Records of labeled points
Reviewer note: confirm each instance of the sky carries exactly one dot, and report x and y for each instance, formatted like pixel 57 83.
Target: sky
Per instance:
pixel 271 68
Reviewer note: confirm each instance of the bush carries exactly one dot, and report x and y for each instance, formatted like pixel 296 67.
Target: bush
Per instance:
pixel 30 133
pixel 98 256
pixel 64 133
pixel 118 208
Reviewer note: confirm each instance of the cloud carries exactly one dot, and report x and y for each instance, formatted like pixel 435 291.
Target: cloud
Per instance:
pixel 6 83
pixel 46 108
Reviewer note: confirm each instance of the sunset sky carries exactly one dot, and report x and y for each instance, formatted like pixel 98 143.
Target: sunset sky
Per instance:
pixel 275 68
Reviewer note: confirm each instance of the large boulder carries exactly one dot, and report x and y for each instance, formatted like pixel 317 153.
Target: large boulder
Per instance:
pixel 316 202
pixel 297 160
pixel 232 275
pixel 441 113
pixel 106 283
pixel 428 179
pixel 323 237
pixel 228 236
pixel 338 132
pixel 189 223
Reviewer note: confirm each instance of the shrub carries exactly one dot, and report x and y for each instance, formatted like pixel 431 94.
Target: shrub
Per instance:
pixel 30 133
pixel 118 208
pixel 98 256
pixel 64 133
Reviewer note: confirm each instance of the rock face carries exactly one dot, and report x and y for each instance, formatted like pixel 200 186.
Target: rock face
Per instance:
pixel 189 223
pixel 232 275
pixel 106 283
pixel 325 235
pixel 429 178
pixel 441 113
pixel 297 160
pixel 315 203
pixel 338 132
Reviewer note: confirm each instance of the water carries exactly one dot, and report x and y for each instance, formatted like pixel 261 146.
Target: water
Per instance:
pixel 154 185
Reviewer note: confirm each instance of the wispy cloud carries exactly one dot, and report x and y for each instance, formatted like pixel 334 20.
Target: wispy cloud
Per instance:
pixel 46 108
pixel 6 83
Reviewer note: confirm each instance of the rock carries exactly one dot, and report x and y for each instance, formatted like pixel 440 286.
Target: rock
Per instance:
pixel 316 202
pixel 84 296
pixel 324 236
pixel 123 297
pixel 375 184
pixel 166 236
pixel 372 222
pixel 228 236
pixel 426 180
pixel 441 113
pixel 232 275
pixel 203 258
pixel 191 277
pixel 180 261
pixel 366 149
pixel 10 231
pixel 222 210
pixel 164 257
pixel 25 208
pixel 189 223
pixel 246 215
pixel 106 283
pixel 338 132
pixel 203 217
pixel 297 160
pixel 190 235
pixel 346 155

▶ **What the task asks**
Starting at the line that contains "Reviewer note: confirm each instance of the rock face" and ending at the final line of the rows above, render those lines as a Markdown table. Use a Position column that numbers them and a Text column that holds each line, and leave out blank lines.

▶ **Solved exercise**
| Position | Text |
|---|---|
| 1 | Reviewer note: confirm each instance of the rock face carries exactly one dot, and report x and y for each instance, formatted like pixel 200 186. |
| 2 | Target: rock face |
| 3 | Per instance: |
| 4 | pixel 189 223 |
| 5 | pixel 232 275 |
| 6 | pixel 106 283 |
| 7 | pixel 325 235 |
| 8 | pixel 429 178 |
| 9 | pixel 441 113 |
| 10 | pixel 297 160 |
| 11 | pixel 315 203 |
| 12 | pixel 338 132 |
| 13 | Reviewer note: confirm each instance of the water carries exactly one dot, and report x and y for each instance, formatted like pixel 261 146. |
| 14 | Target: water |
| 15 | Per instance: |
| 16 | pixel 154 185 |
| 17 | Reviewer note: confirm each instance of the wispy cloud carries exactly one dot, and report x and y for each instance, formatted like pixel 334 20. |
| 18 | Target: wispy cloud |
| 19 | Per instance: |
| 20 | pixel 46 108 |
| 21 | pixel 6 83 |
| 22 | Reviewer note: confirm each instance of the rock carries exactly one dot, and report x and y for each instance, formatted like pixel 440 286. |
| 23 | Target: rock |
| 24 | Per instance: |
| 25 | pixel 316 202 |
| 26 | pixel 84 296 |
| 27 | pixel 324 236 |
| 28 | pixel 123 297 |
| 29 | pixel 375 184 |
| 30 | pixel 166 236 |
| 31 | pixel 372 222 |
| 32 | pixel 228 236 |
| 33 | pixel 426 180 |
| 34 | pixel 441 113 |
| 35 | pixel 232 275 |
| 36 | pixel 203 258 |
| 37 | pixel 191 277 |
| 38 | pixel 180 261 |
| 39 | pixel 366 149 |
| 40 | pixel 10 231 |
| 41 | pixel 222 210 |
| 42 | pixel 164 257 |
| 43 | pixel 25 208 |
| 44 | pixel 189 223 |
| 45 | pixel 246 215 |
| 46 | pixel 106 283 |
| 47 | pixel 338 132 |
| 48 | pixel 203 217 |
| 49 | pixel 297 160 |
| 50 | pixel 190 235 |
| 51 | pixel 346 155 |